======== EXTRAIT DU TEXTE

Loué sois-tu[1. Loué sois-tu, Encyclique du pape François, Co-édition : Bayard, Cerf, Mame, 2015.], la nouvelle encyclique du pape François, confirme l’urgence du combat écologique. Elle le fait avec gravité, évoquant de possibles risques de «catastrophe», invitant à des réformes radicales de nos modes de production et de consommation, considérant enfin que « Sur ces questions, les justes milieux retardent seulement un peu l’effondrement ». Face à l’inertie des gouvernants, qui explique pour une large part les sollicitations dont il a été l’objet, le pape en appelle à la mobilisation citoyenne des fidèles catholiques comme des autres croyants ou non-croyants du monde entier. Par ce texte, il apporte un soutien déterminé à la Conférence mondiale sur le climat COP21 qui se tiendra à Paris au mois de décembre prochain.
Dans son contenu, l’encyclique reprend et valide, pour l’essentiel, l’analyse aujourd’hui partagée par la plupart des experts, notamment ceux du Giec, selon laquelle c’est bien l’activité humaine qui est en cause dans le réchauffement climatique et non le simple retour de cycles naturels. Des propos qui lui valent déjà une levée de boucliers dans les milieux conservateurs américains, comme auprès des tenants du libéralisme économique. Pourtant c’est là, même reformulée, la position constante du Vatican depuis au moins un demi-siècle.
L’apport le plus original du texte est donc à chercher ailleurs. Dans cette conviction affirmée que la crise écologique est l’expression d’une autre crise profondément éthique et spirituelle. L’homme, analyse le pape, s’est laissé séduire et asservir par la technologie, dévoyée par un consumérisme débridé, mis au service du seul profit et de la finance, quel qu’en soit le coût pour l’homme et l’environnement. Et donc que la réponse à cet immense gâchis ne peut être qu’une écologie humaine intégrale.

================
======== DONNÉES DE L'EXERCICE

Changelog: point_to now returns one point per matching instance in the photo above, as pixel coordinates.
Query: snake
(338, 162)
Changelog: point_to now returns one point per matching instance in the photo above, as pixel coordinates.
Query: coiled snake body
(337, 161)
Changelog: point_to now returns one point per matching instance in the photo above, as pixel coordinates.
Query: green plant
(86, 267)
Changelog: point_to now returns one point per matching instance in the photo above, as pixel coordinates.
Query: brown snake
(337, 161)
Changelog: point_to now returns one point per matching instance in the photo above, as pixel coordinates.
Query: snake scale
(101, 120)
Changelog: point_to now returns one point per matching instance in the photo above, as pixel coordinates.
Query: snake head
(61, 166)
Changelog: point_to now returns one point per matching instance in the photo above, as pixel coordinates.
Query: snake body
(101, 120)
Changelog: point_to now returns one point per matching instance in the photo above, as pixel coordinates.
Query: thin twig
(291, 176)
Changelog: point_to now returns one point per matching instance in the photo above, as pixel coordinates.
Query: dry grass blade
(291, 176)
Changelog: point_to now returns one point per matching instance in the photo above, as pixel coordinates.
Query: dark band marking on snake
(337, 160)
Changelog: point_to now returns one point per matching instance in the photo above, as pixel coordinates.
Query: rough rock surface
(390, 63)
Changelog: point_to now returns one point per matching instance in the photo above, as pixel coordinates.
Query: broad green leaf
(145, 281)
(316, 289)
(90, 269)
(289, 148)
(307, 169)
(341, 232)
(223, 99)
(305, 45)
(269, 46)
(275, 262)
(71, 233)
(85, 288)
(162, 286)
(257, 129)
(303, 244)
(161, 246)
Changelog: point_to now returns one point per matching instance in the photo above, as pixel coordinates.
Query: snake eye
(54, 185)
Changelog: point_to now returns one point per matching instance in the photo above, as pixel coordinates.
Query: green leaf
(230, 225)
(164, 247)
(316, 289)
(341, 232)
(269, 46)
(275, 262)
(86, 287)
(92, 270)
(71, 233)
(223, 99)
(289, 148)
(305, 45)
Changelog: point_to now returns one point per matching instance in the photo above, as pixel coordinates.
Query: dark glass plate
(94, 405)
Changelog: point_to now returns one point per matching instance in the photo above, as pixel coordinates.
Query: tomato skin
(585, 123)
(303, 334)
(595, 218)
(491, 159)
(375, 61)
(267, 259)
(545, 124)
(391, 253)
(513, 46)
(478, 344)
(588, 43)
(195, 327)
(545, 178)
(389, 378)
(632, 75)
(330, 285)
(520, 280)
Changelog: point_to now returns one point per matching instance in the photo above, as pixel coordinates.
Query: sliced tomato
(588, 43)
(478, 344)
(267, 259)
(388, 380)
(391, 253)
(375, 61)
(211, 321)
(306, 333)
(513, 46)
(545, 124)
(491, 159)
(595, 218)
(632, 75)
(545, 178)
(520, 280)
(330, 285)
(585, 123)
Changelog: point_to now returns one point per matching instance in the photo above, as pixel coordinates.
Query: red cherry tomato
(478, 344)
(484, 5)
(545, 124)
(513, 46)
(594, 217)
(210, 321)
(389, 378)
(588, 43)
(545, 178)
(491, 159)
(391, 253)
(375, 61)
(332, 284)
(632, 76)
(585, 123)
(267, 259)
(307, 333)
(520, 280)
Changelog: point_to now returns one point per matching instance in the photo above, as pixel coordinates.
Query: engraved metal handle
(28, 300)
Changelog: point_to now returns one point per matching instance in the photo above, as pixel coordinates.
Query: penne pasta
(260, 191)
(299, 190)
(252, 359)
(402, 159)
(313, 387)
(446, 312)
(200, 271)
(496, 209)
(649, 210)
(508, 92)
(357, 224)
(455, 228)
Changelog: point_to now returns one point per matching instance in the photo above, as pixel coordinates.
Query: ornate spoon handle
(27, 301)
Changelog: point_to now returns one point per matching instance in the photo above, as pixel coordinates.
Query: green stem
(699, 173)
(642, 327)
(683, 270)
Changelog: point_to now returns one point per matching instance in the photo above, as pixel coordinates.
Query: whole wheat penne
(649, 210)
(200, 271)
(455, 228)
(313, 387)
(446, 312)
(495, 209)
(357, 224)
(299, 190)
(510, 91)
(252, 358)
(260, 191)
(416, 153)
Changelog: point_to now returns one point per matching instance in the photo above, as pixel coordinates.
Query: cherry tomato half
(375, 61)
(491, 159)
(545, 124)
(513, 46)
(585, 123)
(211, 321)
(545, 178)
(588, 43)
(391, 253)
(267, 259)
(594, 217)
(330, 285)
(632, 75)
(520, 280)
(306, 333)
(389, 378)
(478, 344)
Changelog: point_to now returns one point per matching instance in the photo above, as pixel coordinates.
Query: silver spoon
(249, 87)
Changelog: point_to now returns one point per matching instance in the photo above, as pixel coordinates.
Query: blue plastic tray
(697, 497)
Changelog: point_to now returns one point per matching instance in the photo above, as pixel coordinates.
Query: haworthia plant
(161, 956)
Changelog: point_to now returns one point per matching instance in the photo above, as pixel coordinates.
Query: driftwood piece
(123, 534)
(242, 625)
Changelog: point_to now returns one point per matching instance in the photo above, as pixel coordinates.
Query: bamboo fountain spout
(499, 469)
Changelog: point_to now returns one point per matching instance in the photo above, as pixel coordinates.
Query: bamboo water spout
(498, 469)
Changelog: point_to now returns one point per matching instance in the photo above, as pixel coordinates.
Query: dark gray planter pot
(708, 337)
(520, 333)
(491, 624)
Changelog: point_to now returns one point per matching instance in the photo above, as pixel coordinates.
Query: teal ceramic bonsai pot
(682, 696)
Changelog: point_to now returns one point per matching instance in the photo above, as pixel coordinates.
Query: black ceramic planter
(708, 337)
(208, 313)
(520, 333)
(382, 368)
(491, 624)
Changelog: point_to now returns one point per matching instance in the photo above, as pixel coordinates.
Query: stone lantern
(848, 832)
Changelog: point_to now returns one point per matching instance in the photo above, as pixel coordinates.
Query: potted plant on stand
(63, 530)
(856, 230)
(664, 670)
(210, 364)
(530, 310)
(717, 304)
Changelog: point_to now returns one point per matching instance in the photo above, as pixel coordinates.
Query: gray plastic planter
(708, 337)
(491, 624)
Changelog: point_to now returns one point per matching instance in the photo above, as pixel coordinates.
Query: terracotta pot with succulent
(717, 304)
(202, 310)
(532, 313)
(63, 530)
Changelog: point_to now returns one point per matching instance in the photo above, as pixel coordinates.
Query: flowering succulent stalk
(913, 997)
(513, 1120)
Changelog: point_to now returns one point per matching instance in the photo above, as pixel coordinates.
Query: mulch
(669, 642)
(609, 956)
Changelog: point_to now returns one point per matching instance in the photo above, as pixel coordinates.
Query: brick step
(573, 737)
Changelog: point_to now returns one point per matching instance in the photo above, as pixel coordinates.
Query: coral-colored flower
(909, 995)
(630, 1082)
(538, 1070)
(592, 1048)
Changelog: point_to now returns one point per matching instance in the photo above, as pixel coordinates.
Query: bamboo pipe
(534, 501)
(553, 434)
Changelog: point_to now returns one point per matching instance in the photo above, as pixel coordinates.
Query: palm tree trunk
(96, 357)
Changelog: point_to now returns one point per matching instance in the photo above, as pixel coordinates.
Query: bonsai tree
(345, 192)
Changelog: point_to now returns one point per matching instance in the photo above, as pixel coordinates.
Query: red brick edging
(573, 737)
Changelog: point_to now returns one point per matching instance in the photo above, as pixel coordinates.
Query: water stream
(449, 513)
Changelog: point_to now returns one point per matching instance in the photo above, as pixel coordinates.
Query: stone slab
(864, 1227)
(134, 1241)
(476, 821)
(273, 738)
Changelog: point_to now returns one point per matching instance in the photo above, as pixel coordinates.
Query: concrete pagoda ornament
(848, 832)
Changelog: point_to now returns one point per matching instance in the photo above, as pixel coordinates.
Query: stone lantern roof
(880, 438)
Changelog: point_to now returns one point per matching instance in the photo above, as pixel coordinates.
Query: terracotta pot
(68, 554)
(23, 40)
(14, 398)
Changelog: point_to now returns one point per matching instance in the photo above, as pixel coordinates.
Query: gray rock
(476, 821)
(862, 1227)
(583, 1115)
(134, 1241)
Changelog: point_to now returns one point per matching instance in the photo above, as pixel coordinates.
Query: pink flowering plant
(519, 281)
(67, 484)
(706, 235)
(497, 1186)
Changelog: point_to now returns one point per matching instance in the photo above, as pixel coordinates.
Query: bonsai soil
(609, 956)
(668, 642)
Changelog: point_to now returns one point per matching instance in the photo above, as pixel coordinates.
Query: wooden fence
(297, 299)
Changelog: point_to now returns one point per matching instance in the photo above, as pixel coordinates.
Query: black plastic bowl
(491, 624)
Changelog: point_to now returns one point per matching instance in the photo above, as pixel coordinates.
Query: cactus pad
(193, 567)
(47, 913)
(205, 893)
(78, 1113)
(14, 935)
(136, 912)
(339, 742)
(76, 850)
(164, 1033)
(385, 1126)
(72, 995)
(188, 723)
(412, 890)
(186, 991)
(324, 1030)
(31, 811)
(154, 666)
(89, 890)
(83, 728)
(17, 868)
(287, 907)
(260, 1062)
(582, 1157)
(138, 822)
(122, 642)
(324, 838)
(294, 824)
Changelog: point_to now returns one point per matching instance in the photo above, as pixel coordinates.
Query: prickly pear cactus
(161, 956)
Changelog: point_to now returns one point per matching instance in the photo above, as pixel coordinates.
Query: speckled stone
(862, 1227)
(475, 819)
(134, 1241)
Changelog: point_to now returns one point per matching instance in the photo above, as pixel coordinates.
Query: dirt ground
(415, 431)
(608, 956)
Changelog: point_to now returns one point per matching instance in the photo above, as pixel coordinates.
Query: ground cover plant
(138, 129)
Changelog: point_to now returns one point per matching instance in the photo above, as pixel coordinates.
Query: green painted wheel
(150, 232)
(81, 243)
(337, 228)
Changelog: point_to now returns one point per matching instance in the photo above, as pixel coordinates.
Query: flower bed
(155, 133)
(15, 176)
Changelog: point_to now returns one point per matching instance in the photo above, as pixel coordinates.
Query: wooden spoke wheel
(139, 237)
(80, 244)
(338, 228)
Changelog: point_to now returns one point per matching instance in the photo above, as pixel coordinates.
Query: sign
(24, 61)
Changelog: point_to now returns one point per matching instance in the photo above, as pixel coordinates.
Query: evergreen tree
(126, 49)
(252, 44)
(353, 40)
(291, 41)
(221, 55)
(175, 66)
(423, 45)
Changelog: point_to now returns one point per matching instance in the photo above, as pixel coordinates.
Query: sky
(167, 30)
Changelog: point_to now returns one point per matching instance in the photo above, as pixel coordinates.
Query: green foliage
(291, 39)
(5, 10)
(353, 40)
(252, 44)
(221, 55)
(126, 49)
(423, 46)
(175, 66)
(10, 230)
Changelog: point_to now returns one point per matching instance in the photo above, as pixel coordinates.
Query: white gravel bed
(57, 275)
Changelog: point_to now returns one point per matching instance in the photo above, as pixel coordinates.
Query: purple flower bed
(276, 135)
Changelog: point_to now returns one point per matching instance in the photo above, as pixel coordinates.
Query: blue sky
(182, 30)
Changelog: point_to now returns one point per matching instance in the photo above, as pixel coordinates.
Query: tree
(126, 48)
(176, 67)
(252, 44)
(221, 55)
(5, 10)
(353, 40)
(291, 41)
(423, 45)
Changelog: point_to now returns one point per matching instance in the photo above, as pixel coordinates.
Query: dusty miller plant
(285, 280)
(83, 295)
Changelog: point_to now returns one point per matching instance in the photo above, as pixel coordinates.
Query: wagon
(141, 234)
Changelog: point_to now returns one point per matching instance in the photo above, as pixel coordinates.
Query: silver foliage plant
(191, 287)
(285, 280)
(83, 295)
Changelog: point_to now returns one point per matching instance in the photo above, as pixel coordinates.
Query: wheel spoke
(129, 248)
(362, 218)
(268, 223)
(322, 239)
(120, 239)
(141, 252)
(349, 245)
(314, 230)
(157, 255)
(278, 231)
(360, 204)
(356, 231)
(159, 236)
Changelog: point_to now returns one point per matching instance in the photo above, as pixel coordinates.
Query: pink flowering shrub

================

- TRAVAIL À FAIRE -
1) Reproduisez le passage du texte sur l'encyclique qui commence à « L’apport le plus » et se termine à « écologie humaine intégrale. ».
2) Combien de lignes des enregistrements contiennent la chaîne « handle », en respectant la casse ? Donnez seulement le nombre.
Le texte et les enregistrements forment deux ensembles distincts.

- RÉPONSES COMPLÈTES -
1)
L’apport le plus original du texte est donc à chercher ailleurs. Dans cette conviction affirmée que la crise écologique est l’expression d’une autre crise profondément éthique et spirituelle. L’homme, analyse le pape, s’est laissé séduire et asservir par la technologie, dévoyée par un consumérisme débridé, mis au service du seul profit et de la finance, quel qu’en soit le coût pour l’homme et l’environnement. Et donc que la réponse à cet immense gâchis ne peut être qu’une écologie humaine intégrale.

2) 2